***** Reading text *****

A bus carrying migrant workers and family members veered off NH12 at Rupahar near here on Wednesday night and plunged into a ditch, killing six men and injuring 30.
The private bus was on its way from Jharkhand to Lucknow. Three of the injured are admitted to Raiganj Government Medical College and Hospital, while others were discharged after primary treatment. All the deceased and the injured were from Jharkhand.
The bus, police sources said, was on its way to Dalkhola in North Dinajpur from where it was to have entered Purnia in Bihar and headed for Uttar Pradesh. However, when the bus reached near a diversion of the four-lane highway (where the stretch is yet to be four-laned) around 11pm, the driver lost control of the vehicle. The bus bumped off the road and fell into the ditch filled with water.
Within minutes, local people came out of homes and started rescuing the passengers. After some time, Raiganj fire station personnel, volunteers of civic defence and disaster management arrived, along with police.

***** Data under study *****

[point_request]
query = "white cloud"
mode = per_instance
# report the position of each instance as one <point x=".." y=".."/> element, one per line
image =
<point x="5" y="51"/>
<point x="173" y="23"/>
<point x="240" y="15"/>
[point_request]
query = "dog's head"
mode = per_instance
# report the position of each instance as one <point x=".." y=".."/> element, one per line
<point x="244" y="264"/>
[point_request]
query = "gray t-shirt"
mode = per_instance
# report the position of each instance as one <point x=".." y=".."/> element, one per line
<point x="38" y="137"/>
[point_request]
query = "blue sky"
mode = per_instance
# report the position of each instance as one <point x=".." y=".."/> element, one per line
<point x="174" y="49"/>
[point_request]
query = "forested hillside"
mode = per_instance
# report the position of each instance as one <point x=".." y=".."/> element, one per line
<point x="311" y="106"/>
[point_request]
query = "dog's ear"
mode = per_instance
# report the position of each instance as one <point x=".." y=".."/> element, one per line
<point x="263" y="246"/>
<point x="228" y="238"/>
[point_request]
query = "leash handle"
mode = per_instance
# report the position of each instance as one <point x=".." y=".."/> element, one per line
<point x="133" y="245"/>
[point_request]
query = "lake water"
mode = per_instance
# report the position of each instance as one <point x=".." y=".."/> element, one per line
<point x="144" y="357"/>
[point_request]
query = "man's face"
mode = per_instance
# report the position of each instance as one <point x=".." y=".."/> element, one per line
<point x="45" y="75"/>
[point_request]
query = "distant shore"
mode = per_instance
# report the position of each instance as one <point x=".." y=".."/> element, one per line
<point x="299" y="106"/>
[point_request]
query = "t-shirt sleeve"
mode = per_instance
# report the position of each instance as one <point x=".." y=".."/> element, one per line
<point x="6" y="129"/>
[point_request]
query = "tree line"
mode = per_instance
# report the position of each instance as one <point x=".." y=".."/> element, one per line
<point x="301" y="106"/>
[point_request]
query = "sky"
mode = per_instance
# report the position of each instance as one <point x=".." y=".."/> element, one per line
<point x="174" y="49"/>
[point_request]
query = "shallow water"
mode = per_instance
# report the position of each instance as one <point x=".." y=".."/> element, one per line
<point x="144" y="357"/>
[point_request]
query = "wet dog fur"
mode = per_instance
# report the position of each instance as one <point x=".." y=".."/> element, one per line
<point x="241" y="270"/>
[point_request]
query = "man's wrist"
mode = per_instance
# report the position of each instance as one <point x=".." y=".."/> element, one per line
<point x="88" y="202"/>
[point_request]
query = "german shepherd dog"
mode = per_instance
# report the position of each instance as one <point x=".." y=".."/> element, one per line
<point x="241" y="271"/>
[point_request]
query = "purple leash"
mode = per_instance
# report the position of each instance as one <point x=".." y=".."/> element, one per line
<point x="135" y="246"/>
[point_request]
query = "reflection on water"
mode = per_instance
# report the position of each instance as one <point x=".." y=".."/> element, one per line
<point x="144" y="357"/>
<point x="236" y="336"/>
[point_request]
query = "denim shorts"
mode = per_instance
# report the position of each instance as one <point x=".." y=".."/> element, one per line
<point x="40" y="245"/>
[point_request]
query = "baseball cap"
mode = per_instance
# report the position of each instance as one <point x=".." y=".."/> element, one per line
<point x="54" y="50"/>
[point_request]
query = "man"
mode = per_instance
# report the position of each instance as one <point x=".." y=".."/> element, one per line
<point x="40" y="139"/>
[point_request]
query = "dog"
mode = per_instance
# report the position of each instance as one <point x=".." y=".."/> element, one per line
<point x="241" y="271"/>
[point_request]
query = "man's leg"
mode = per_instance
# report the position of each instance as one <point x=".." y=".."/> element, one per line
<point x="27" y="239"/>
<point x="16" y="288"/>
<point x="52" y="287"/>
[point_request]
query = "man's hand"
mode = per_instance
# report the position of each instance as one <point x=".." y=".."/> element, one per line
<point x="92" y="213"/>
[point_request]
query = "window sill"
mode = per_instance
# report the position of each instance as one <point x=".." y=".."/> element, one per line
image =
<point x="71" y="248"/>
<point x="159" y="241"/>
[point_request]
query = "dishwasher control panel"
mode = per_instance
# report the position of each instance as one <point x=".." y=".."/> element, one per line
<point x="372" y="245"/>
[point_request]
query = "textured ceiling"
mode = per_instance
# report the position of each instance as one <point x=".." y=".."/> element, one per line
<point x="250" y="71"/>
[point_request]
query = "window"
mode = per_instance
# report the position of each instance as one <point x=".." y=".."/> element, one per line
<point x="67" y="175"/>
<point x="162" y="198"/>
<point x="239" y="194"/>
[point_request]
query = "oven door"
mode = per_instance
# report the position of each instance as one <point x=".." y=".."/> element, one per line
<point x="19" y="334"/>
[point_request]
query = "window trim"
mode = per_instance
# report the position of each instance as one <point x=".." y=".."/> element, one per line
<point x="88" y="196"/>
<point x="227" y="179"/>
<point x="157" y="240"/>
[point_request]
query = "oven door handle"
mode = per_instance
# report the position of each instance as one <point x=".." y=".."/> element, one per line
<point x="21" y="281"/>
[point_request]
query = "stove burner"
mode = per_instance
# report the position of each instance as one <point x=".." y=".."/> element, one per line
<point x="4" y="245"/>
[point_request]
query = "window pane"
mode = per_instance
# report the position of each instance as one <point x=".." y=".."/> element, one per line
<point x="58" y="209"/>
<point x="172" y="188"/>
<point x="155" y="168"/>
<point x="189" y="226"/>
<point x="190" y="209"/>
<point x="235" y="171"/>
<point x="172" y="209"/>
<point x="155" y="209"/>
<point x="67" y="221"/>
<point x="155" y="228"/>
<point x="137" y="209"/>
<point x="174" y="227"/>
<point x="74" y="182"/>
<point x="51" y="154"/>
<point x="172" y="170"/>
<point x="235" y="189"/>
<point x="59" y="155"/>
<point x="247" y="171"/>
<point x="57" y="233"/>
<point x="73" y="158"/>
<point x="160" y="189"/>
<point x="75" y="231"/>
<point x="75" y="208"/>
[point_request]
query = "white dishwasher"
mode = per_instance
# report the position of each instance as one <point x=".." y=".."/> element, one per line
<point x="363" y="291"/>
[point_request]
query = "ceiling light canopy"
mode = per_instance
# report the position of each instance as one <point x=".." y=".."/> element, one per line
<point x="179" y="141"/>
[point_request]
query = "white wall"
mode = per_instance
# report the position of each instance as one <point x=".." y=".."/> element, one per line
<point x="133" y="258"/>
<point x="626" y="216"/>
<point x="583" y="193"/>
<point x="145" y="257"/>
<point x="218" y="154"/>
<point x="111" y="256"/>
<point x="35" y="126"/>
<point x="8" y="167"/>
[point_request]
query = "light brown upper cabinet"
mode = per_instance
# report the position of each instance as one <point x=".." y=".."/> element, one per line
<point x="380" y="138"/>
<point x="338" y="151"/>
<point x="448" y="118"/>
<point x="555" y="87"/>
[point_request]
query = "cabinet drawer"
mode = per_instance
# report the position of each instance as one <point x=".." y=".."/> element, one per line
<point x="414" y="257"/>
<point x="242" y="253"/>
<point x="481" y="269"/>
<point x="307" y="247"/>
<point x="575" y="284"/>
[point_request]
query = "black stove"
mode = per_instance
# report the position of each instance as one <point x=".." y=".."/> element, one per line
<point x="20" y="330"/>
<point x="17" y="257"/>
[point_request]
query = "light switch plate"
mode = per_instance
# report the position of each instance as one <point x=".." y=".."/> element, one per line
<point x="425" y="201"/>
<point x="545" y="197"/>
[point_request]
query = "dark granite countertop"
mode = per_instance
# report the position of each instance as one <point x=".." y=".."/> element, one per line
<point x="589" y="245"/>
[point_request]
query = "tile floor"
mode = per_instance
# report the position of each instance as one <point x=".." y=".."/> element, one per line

*****

• _Activity A_
In the bus crash report, around what time did the driver lose control of the vehicle?
• _Activity B_
Write a continuation of the bus crash report, picking up right after its final sentence.
The listing comes from a separate source and has nothing to do with the bus crash report.

• _Answer space A_
Around 11pm.

• _Answer space B_
A number of passengers were rescued and finally, the bus was pulled out of the ditch around 2am on Thursday. It was then that six men’s bodies were pulled out of the bus. The accident triggered traffic halt for around two hours.
Even on Thursday morning, trained divers were engaged to find out whether any passenger was in the ditch. None was found till afternoon.
Fire brigade personnel at the site of the accident.
Senior police officers and officials of North Dinajpur district administration have blamed the pathetic condition of NH12 – which is maintained by the National Highways Authority of India for the accident.
“The condition of the stretch where the accident occurred is pathetic. We have asked NHAI officials to immediately take up repairs,” district magistrate Arvind Kumar Meena said.
Residents of Rupahar have also trained guns at the NHAI. Jagat Sharma, a resident, said the NHAI had not carried out repairs on the stretch where work on a flyover is about to start.
“A few months ago, there was flat land on the side of the road but as the highway was widened, earth was dug and used for the work. As a result, ditches formed and they got filled with water during the monsoon. Had there been land, the number of casualties would have been less,” said Sharma.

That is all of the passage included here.